*PROBLEM REQUIREMENTS*: Retype the records below word for word, keeping every line the same.

Some records:
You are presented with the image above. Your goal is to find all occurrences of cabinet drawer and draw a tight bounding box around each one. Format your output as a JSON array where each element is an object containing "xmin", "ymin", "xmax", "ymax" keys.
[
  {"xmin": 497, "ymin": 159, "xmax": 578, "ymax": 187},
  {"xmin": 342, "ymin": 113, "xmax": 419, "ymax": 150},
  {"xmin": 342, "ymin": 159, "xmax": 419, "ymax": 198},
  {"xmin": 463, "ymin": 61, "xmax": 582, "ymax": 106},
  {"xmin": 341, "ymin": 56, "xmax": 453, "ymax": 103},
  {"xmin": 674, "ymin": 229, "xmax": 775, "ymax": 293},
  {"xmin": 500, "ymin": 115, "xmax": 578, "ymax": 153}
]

*SOLVED PROBLEM*:
You are presented with the image above. Your goal is to find all occurrences of cabinet drawer and draw a tight bounding box around each one. Format your output as a JSON array where each element is an object containing "xmin", "ymin", "xmax", "ymax" keys.
[
  {"xmin": 497, "ymin": 159, "xmax": 578, "ymax": 187},
  {"xmin": 342, "ymin": 113, "xmax": 419, "ymax": 150},
  {"xmin": 342, "ymin": 159, "xmax": 419, "ymax": 198},
  {"xmin": 463, "ymin": 61, "xmax": 582, "ymax": 106},
  {"xmin": 341, "ymin": 56, "xmax": 453, "ymax": 103},
  {"xmin": 674, "ymin": 229, "xmax": 775, "ymax": 293},
  {"xmin": 500, "ymin": 115, "xmax": 578, "ymax": 153}
]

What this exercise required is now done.